━━ Given data

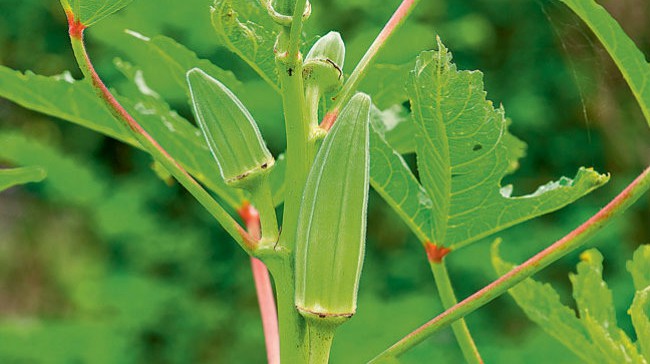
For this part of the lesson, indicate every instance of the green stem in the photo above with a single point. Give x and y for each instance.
(262, 197)
(151, 145)
(300, 152)
(448, 298)
(395, 22)
(321, 336)
(293, 329)
(567, 244)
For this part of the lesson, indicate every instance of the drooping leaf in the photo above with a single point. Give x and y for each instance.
(20, 176)
(397, 127)
(594, 337)
(160, 55)
(180, 138)
(89, 12)
(76, 101)
(464, 150)
(628, 58)
(638, 267)
(542, 305)
(247, 30)
(393, 180)
(387, 84)
(640, 313)
(590, 292)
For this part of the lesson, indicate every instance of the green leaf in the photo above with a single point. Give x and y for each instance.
(180, 138)
(591, 293)
(20, 176)
(89, 12)
(612, 344)
(386, 83)
(246, 29)
(464, 150)
(160, 55)
(76, 101)
(638, 267)
(542, 305)
(628, 58)
(397, 127)
(594, 337)
(640, 313)
(393, 180)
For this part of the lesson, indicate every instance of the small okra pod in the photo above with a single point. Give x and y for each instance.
(332, 223)
(324, 63)
(230, 131)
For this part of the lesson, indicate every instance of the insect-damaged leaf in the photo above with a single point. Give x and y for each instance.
(246, 29)
(19, 176)
(464, 150)
(594, 337)
(89, 12)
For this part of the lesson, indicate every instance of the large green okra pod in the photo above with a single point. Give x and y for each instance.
(332, 224)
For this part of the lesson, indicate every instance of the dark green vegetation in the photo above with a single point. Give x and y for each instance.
(108, 262)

━━━━

Lay out the lines of the entries above, from the line containing "of the small" through the last line of the entries, as a Markdown table with the columns Row and Line. Number each line in order and leave out any blank lines.

** Answer to the exercise **
| Row | Line |
|---|---|
| 1 | For this part of the lesson, indicate every instance of the small okra pod in the photo above with a single point. Give x and y for each instance. |
| 2 | (332, 223) |
| 3 | (324, 63) |
| 4 | (230, 131) |
| 5 | For this part of the lesson, indicate every instance of the insect-damaged leaf in the photo above with a single point. Give x and y for each instance. |
| 6 | (246, 29) |
| 7 | (19, 176) |
| 8 | (464, 150) |
| 9 | (594, 337) |
| 10 | (89, 12) |
| 11 | For this part of the lesson, indicate every instance of the large green okra pod in the photo above with a single point. Give x and y for each instance. |
| 12 | (332, 224) |
| 13 | For this part of the lesson, indicate every instance of the dark green vegetation in the photo above with a single point. Give x and y for each instance. |
| 14 | (108, 262) |